◆ SET PROBLEM: Could you give the data below again, exactly and completely?

◆ DATA FOR THE TASK:
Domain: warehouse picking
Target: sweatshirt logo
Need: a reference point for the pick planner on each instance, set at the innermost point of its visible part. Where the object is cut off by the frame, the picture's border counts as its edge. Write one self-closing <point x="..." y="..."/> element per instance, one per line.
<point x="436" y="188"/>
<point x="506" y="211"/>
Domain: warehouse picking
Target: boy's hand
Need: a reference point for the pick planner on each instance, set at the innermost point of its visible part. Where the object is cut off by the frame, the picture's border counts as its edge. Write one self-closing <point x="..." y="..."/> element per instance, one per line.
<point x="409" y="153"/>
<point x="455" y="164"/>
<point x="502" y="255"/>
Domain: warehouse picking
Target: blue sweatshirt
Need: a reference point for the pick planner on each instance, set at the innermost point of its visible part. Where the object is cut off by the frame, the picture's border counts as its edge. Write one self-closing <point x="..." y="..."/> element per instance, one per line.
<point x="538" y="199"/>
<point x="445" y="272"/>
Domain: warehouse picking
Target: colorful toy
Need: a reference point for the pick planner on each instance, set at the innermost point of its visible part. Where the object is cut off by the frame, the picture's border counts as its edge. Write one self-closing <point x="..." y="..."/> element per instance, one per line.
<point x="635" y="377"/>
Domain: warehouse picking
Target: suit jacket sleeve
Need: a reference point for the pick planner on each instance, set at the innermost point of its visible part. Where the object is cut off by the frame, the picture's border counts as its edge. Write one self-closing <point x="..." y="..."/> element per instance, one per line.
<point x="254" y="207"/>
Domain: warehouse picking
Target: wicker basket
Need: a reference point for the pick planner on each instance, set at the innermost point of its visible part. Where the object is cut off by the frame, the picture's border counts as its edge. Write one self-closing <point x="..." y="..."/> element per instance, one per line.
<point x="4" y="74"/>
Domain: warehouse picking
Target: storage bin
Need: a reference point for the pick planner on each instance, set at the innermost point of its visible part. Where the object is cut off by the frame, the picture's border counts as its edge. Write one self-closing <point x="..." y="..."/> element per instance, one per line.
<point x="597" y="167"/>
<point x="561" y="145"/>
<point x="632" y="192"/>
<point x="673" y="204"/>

◆ ANSWER:
Domain: warehouse picking
Target: sweatshirt logo
Need: a reference point for the pick planner on each instance, set at the innermost point of its visible part. Where the object is cut off by the frame, the picture's border counts as its edge. Write one self-closing <point x="..." y="..."/> element per instance, one per line.
<point x="436" y="188"/>
<point x="506" y="211"/>
Domain: warehouse picking
Target: boy's hand
Need: a reference point for the pick planner on each instance, set at the innermost point of its visible part. Where the object is cut off by the frame, the picture's border counts as its edge. Write one self-closing <point x="..." y="..."/> element per instance, one per line.
<point x="409" y="153"/>
<point x="455" y="164"/>
<point x="502" y="255"/>
Domain: warehouse picking
Target: blue sweatshirt
Need: a reference point for the pick planner on each instance, set at the innermost point of its visible part. Where the object is cut off by the frame, the picture's border counts as its edge. Write one self-closing <point x="..." y="..."/> element per instance, one per line.
<point x="538" y="199"/>
<point x="445" y="272"/>
Domain: warehouse picking
Target: colorful toy
Need: a reference point for the pick planner on each instance, set at the innermost point of its visible part. Where the object is cut off by the frame, the picture's border counts as its edge. Write one self-closing <point x="..." y="..."/> element per instance, one per line.
<point x="635" y="377"/>
Domain: warehouse picking
Target: suit jacket sleeve
Need: a reference point for the pick planner on each instance, set at the innermost point of its visible part. Where the object is cut off by the frame, the picture's border counts as its edge. Write one self-closing <point x="..." y="..."/> element per instance, one per line.
<point x="254" y="207"/>
Domain: warehouse picking
Target: wicker basket
Need: a reference point for the pick planner on each instance, set at the innermost point of its visible part. Where the object is cut off by the frame, the picture's border counts as its edge. Write one self-closing <point x="..." y="..."/> element per instance, one per line.
<point x="4" y="74"/>
Domain: warehouse picking
Target: storage bin
Need: a reference point for the pick planner on each instance, set at the innermost point of its visible part. Where the object is cut off by the frame, the picture's border counts as its edge. Write one self-closing <point x="..." y="..."/> element per instance, one per line.
<point x="597" y="167"/>
<point x="561" y="145"/>
<point x="632" y="192"/>
<point x="673" y="204"/>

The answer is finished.